• **TEXT SEGMENT**:
"""

MAJOR: ring: implement a waiting queue in front of the ring
The queue-based approach consists in forcing threads to wait away from
the work area so as not to disturb the current writer, and to prepare
the work by grouping them in a queue. The last arrived takes the head
of the queue by placing its preinitialized ring cell there, becomes the
queue's leader, informs itself about the amount of previously accumulated
bytes so that when its turn comes, it immediately knows how much room is
needed to be released.
It can then take the whole queue with it, leaving an empty one for new
threads to come while it's releasing the room needed to copy everything.
By doing so we're cascading contention areas so that multiple parts can
work in parallel.
Note that we must never leave a write counter set to 0xFF at tail, and
this happens when a message cannot fit and we give up, because in this
case we're writing back tail_ofs, and only later we restore the counter.

"""

• **CHECK YOUR UNDERSTANDING**:
1. Answer these about the ring queue commit message:
(a) Where does the queue-based approach make threads wait?
(b) What does the leader leave behind when it takes the whole queue with it?
(c) What value must a write counter never be left set to at tail?
2. Write the next part of the ring queue commit message, picking up after its final sentence.

• **PROVIDED INFORMATION**:
"""

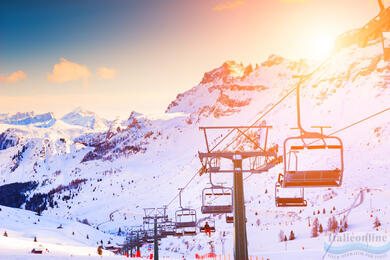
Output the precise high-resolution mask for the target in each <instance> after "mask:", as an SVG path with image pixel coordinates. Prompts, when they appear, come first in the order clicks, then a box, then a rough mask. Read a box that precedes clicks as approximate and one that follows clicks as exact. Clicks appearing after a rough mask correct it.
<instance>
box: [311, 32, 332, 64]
mask: <svg viewBox="0 0 390 260" xmlns="http://www.w3.org/2000/svg"><path fill="white" fill-rule="evenodd" d="M333 44H334V38H333V37H331V36H328V35H315V36H314V37H313V38H312V52H313V59H316V60H322V59H325V58H326V57H328V56H329V54H330V53H331V51H332V49H333Z"/></svg>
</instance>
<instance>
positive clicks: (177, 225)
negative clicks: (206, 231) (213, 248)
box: [176, 221, 196, 228]
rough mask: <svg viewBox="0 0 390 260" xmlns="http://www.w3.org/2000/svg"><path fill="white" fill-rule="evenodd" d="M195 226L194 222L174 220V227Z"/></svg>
mask: <svg viewBox="0 0 390 260" xmlns="http://www.w3.org/2000/svg"><path fill="white" fill-rule="evenodd" d="M186 227H196V222H194V221H189V222H176V228H186Z"/></svg>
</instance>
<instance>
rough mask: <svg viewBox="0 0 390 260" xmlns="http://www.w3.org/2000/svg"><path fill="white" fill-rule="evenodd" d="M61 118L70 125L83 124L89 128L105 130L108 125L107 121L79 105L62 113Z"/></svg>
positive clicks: (105, 129)
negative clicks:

"""

• **EXERCISE ANSWERS**:
1.
(a) Away from the work area, so that they don't disturb the current writer.
(b) An empty queue for new threads to come.
(c) 0xFF.

2.
The solution here is to make a special case when we're going to drop
the messages, and to write the readers count before restoring tail.
This already shows a tremendous performance gain on ARM (385k -> 4.8M),
thanks to the fact that now all waiting threads wait on the queue's
head instead of polluting the tail lock. On x86_64, the EPYC sees a big
boost at 24C48T (1.88M -> 3.82M) and a slowdown at 3C6T (6.0->4.45)
though this one is much less of a concern as so few threads need less
bandwidth than bigger counts.